## Your assignment
Copy the records below exactly, leaving out any pictures.

── Data for processing

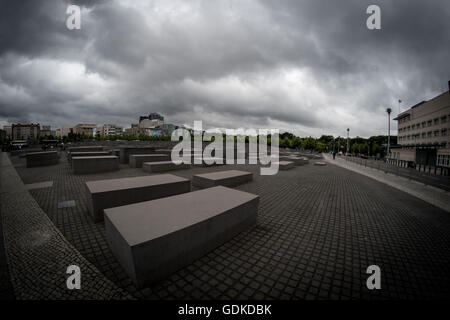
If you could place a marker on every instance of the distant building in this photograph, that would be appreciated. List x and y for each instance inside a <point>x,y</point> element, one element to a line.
<point>62,132</point>
<point>8,131</point>
<point>87,129</point>
<point>46,131</point>
<point>424,132</point>
<point>168,128</point>
<point>2,136</point>
<point>25,131</point>
<point>156,116</point>
<point>109,129</point>
<point>153,120</point>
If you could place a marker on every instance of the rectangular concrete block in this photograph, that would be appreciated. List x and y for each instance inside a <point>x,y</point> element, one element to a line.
<point>40,159</point>
<point>286,165</point>
<point>136,160</point>
<point>228,178</point>
<point>98,164</point>
<point>85,149</point>
<point>163,166</point>
<point>299,161</point>
<point>125,152</point>
<point>86,154</point>
<point>153,239</point>
<point>111,193</point>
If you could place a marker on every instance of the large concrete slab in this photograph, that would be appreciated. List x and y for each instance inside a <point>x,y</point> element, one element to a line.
<point>85,149</point>
<point>228,178</point>
<point>299,161</point>
<point>111,193</point>
<point>40,159</point>
<point>153,239</point>
<point>136,160</point>
<point>87,165</point>
<point>286,165</point>
<point>162,166</point>
<point>125,152</point>
<point>86,154</point>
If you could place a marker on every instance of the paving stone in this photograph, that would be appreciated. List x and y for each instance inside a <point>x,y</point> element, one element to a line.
<point>322,224</point>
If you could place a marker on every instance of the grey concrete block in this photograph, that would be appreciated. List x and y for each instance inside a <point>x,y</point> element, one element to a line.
<point>153,239</point>
<point>111,193</point>
<point>87,165</point>
<point>85,149</point>
<point>136,160</point>
<point>125,152</point>
<point>286,165</point>
<point>162,166</point>
<point>299,161</point>
<point>86,154</point>
<point>228,178</point>
<point>39,159</point>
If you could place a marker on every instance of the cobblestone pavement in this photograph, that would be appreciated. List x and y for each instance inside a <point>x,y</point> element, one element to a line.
<point>318,230</point>
<point>38,254</point>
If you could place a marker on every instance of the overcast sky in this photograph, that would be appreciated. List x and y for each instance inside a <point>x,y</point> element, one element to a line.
<point>310,67</point>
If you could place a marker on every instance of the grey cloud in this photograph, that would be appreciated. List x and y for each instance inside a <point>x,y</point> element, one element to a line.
<point>177,57</point>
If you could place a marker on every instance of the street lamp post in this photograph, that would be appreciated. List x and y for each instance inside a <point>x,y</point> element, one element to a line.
<point>389,110</point>
<point>348,140</point>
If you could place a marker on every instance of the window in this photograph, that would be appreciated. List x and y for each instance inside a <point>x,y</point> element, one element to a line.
<point>443,160</point>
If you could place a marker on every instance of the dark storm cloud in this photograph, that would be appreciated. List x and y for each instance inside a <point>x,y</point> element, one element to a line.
<point>303,65</point>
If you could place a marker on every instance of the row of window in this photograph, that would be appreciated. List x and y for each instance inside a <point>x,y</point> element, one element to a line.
<point>443,160</point>
<point>424,135</point>
<point>424,124</point>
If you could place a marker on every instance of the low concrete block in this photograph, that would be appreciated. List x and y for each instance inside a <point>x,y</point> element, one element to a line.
<point>40,159</point>
<point>298,161</point>
<point>162,166</point>
<point>85,149</point>
<point>23,153</point>
<point>228,178</point>
<point>118,192</point>
<point>206,162</point>
<point>125,152</point>
<point>136,160</point>
<point>87,165</point>
<point>87,154</point>
<point>153,239</point>
<point>286,165</point>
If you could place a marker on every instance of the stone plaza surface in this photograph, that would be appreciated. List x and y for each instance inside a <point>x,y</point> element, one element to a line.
<point>318,230</point>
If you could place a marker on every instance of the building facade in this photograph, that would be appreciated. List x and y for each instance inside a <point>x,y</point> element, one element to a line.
<point>46,131</point>
<point>62,132</point>
<point>87,129</point>
<point>25,131</point>
<point>109,129</point>
<point>424,133</point>
<point>8,131</point>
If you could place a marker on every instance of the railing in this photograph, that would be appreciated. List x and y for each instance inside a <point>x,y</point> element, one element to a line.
<point>431,175</point>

────

## Problem solution
If you could place a marker on every instance of the distant building in this photograph, that would be appreciated. List x and y for each instance inside a <point>x,y</point> element, one element to a line.
<point>62,132</point>
<point>8,131</point>
<point>87,129</point>
<point>46,131</point>
<point>424,132</point>
<point>168,128</point>
<point>2,136</point>
<point>25,131</point>
<point>156,116</point>
<point>109,129</point>
<point>153,120</point>
If you could place a marker on every instance of the rectangular concrete block in this photograph, that would be appreciated. List x and y for each instance inside a <point>x,y</point> element, one element to a line.
<point>40,159</point>
<point>286,165</point>
<point>136,160</point>
<point>228,178</point>
<point>98,164</point>
<point>85,149</point>
<point>163,166</point>
<point>299,161</point>
<point>125,152</point>
<point>86,154</point>
<point>153,239</point>
<point>111,193</point>
If you could place a marker on every instance of the large concrete slab in this photograph, that would be appreciated. List x and y for each instance inside a <point>x,y</point> element, one element to a line.
<point>85,149</point>
<point>228,178</point>
<point>299,161</point>
<point>111,193</point>
<point>40,159</point>
<point>153,239</point>
<point>136,160</point>
<point>87,165</point>
<point>286,165</point>
<point>162,166</point>
<point>125,152</point>
<point>86,154</point>
If you could place a marker on every instance of the paving stone in this photograph, that would be appreciated. List x and y for each instance inside a <point>x,y</point> element, one element to a line.
<point>322,224</point>
If you could place a marker on every instance of the grey concrete block in this photograph, that would be appreciated. List x and y for each instance inside a <point>x,y</point> element, one element to a line.
<point>153,239</point>
<point>111,193</point>
<point>87,165</point>
<point>85,149</point>
<point>136,160</point>
<point>125,152</point>
<point>286,165</point>
<point>162,166</point>
<point>299,161</point>
<point>86,154</point>
<point>228,178</point>
<point>39,159</point>
If you could place a marker on every instance of the cobblestone pavement in this photograph, that would be appreciated. List x and y for each instance inside a <point>x,y</point> element, one element to a line.
<point>318,230</point>
<point>38,254</point>
If you could place a marker on every instance of the overcast sky in this photograph, that would be appreciated. List x and y for each instance inside a <point>x,y</point> element, one element to a line.
<point>310,67</point>
If you could place a marker on every instance of the grey cloud in this photograph, that would be appreciated. List x and y for each instance inside a <point>x,y</point> element, one element to a line.
<point>177,57</point>
If you could place a marker on every instance of the street lamp post in this photograph, that would be appreciated. List x and y for each instance inside a <point>x,y</point> element, one element to a line.
<point>389,110</point>
<point>348,140</point>
If you could place a marker on every instance of the window in this photograph, that would be appreciated. List x and y for each instance inside a <point>x,y</point> element, one element to a line.
<point>443,160</point>
If you could place a marker on every instance of the dark storm cloud in this photograph, that would be appreciated. List x and y for each instance inside a <point>x,y</point> element, one element to a line.
<point>303,65</point>
If you could place a marker on every instance of the row of window in this photograph, that would be appreciated. List x and y for each instance inside a <point>x,y</point> element, one element to a line.
<point>443,160</point>
<point>424,135</point>
<point>424,124</point>
If you could place a marker on every instance of the low concrete block in this photograph, that would be appreciated. List x and y for each instance inside a <point>x,y</point> element, one element to a line.
<point>40,159</point>
<point>298,161</point>
<point>162,166</point>
<point>85,149</point>
<point>23,153</point>
<point>228,178</point>
<point>118,192</point>
<point>206,162</point>
<point>125,152</point>
<point>136,160</point>
<point>87,165</point>
<point>87,154</point>
<point>153,239</point>
<point>286,165</point>
If you could place a marker on every instance of the stone plaza surface in this photograph, that would be appreciated. List x and y for each instance inside a <point>x,y</point> element, one element to a line.
<point>318,230</point>
If you could place a marker on every instance of the building facade in this photograph, that would be appreciated. List x and y for each instance inside a <point>x,y</point> element, one element to a line.
<point>46,131</point>
<point>62,132</point>
<point>87,129</point>
<point>25,131</point>
<point>109,129</point>
<point>424,133</point>
<point>8,131</point>
If you could place a marker on every instance of the railing in this photograph, that would be appreciated. List x and y for each instance inside a <point>x,y</point> element, one element to a line.
<point>431,175</point>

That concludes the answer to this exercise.